#### [Records for this exercise]
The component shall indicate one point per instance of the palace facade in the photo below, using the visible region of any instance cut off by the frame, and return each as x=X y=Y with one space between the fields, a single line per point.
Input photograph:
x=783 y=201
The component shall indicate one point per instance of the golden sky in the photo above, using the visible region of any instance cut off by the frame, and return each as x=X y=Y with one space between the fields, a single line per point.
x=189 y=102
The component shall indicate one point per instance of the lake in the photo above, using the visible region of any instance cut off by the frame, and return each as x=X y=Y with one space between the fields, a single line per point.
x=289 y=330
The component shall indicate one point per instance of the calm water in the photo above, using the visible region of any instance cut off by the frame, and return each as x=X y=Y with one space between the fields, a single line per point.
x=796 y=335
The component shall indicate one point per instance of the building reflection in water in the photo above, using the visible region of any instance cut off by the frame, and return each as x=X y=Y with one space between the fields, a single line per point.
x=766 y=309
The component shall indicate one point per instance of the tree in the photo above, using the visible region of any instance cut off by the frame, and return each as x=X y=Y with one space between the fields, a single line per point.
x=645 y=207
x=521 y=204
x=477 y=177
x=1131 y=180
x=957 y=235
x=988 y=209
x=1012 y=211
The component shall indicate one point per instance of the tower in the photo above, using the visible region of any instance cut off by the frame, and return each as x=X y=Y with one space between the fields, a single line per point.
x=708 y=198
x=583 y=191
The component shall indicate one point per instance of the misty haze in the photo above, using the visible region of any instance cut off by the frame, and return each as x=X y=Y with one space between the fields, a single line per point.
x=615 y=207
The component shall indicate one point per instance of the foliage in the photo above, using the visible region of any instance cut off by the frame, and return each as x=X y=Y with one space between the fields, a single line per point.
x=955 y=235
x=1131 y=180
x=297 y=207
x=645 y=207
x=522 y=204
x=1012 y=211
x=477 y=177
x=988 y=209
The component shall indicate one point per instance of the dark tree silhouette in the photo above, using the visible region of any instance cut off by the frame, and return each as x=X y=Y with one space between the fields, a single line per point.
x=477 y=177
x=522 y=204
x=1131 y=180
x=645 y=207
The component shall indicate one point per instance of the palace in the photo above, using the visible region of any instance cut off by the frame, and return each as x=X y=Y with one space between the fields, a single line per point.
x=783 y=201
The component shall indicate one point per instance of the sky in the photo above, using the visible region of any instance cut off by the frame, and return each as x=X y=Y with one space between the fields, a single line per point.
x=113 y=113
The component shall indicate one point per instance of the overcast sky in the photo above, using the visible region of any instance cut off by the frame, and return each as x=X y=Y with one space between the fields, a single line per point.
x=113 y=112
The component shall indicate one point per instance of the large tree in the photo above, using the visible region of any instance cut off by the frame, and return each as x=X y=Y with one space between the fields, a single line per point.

#### [Aim of the task]
Your answer should be all of the records, transcribed exactly.

#### [Your solution]
The component shall indicate one point per instance of the palace facade in the photo below, using the visible region of any instance cut off by the frame, and return each as x=X y=Y with one space between the fields, a single line per point.
Input photograph:
x=783 y=201
The component shall indicate one point per instance of the golden sky in the photo above, using the visible region of any instance cut off by the frame, and return each as x=X y=Y with one space between the fields, a single line per point.
x=189 y=102
The component shall indicate one point per instance of the lake in the photo above, using the visible region of any instance cut off by the frame, and return each as x=X y=Y with one space between the fields, a single line per point.
x=289 y=330
The component shall indicate one point per instance of the calm water in the photo above, using the visible region of any instance cut off by the frame, and return each as x=X y=Y with one space between the fields, a single line per point.
x=796 y=335
The component shall indicate one point per instance of the building reflection in water in the photo above, using the visible region of any instance cut off by the frame, and return each as x=X y=Y with one space between the fields, a single line per point.
x=766 y=309
The component shall indicate one point per instance of the tree in the photo above, using the visible region of any instance cut off by the frame, and return each as x=X y=Y with one space between the fields, a single line per point.
x=645 y=207
x=521 y=204
x=477 y=177
x=1131 y=180
x=957 y=235
x=988 y=209
x=1012 y=211
The component shall indicate one point per instance of the tower in the photo above, using the visible region of any instance cut off by the frame, and return each as x=X y=Y with one space between the fields, a single line per point.
x=708 y=198
x=583 y=191
The component shall indicate one point per instance of the misty haze in the photo above, using the visible region of any instance cut off by the frame, and return each as x=X y=Y with one space between the fields, a single line per point.
x=615 y=207
The component shall indicate one point per instance of the foliage in the photo above, using the visible region of any instance cut off by the frame, and return each as x=X y=Y with one space between the fields, a single line per point.
x=955 y=235
x=1131 y=180
x=297 y=207
x=645 y=207
x=522 y=204
x=1012 y=211
x=477 y=177
x=988 y=209
The component shall indicate one point per instance of the dark tree silhouette in the photo above, using the visible region of any instance cut off by the frame, and return each as x=X y=Y with one space between the fields, a single line per point.
x=477 y=177
x=522 y=204
x=1131 y=180
x=645 y=207
The component shall indicate one point per instance of the palace in the photo above, using the visible region of any instance cut off by the frame, and return each as x=X y=Y with one space between the fields, a single line per point.
x=783 y=201
The component shall indicate one point per instance of the sky in the photo above, using the visible region of any instance cut off by the frame, and return each as x=X y=Y with one space between the fields, a single line per point.
x=113 y=113
The component shall indicate one point per instance of the overcast sky in the photo above, using the visible region of any instance cut off by the frame, and return each as x=X y=Y with one space between the fields, a single line per point.
x=113 y=112
The component shall indicate one point per instance of the large tree in the photo above, using the visible region of any instance cut off by the frame, and return each as x=X y=Y with one space between the fields, a single line per point.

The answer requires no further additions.